- [Goal]
Pull out every line of the records below that contains the string "post", and match case exactly.

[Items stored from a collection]

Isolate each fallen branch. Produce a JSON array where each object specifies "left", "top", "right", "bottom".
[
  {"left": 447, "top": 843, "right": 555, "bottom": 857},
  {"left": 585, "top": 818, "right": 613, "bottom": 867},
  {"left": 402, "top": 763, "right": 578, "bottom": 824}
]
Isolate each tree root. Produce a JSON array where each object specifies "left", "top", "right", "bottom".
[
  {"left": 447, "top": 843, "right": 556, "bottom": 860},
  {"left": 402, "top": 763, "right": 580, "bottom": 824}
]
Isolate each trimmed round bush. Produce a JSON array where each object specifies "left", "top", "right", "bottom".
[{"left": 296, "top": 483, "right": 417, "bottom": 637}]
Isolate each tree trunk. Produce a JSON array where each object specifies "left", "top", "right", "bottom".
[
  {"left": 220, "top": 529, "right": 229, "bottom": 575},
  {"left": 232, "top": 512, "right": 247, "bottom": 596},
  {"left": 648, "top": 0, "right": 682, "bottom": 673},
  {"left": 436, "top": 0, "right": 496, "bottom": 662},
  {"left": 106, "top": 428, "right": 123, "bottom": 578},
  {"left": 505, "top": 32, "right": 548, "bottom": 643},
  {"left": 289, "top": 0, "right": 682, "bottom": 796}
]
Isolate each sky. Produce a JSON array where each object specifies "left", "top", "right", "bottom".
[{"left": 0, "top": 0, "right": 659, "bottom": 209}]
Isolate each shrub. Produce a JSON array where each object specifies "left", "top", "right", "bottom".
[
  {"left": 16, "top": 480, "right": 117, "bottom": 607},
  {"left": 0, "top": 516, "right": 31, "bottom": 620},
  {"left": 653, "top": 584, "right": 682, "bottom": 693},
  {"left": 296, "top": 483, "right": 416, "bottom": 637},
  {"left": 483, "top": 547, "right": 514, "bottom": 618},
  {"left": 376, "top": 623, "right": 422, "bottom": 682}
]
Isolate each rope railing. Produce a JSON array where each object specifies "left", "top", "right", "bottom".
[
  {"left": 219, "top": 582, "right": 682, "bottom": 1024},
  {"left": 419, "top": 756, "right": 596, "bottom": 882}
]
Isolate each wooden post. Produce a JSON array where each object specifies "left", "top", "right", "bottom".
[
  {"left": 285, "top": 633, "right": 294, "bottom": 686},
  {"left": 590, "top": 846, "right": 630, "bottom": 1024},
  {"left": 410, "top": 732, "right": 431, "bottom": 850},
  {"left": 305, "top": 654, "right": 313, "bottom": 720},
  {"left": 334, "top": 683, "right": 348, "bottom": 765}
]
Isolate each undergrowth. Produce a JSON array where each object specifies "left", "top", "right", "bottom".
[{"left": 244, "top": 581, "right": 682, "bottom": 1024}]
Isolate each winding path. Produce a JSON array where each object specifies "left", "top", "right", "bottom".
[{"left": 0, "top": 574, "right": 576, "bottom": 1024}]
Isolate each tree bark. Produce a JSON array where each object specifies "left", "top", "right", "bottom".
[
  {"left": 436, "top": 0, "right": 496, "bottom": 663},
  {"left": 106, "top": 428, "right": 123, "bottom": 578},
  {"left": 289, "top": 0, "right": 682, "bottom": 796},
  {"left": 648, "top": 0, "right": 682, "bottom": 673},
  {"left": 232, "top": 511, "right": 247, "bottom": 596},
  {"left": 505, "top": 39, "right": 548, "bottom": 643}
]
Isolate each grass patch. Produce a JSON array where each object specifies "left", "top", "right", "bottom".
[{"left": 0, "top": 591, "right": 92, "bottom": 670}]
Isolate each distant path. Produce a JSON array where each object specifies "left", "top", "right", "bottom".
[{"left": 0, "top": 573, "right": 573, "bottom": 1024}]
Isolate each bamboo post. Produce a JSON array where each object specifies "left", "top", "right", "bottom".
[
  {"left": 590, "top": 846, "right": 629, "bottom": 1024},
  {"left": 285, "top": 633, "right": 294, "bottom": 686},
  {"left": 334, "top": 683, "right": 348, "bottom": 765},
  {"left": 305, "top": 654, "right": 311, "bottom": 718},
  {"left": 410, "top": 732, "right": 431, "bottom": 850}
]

- [Worked solution]
Isolate each wooden post. Produce a JSON array where each object specifies "left", "top", "right", "bottom".
Isolate each bamboo post. Produce a JSON array where each object specifies "left", "top", "right", "bottom".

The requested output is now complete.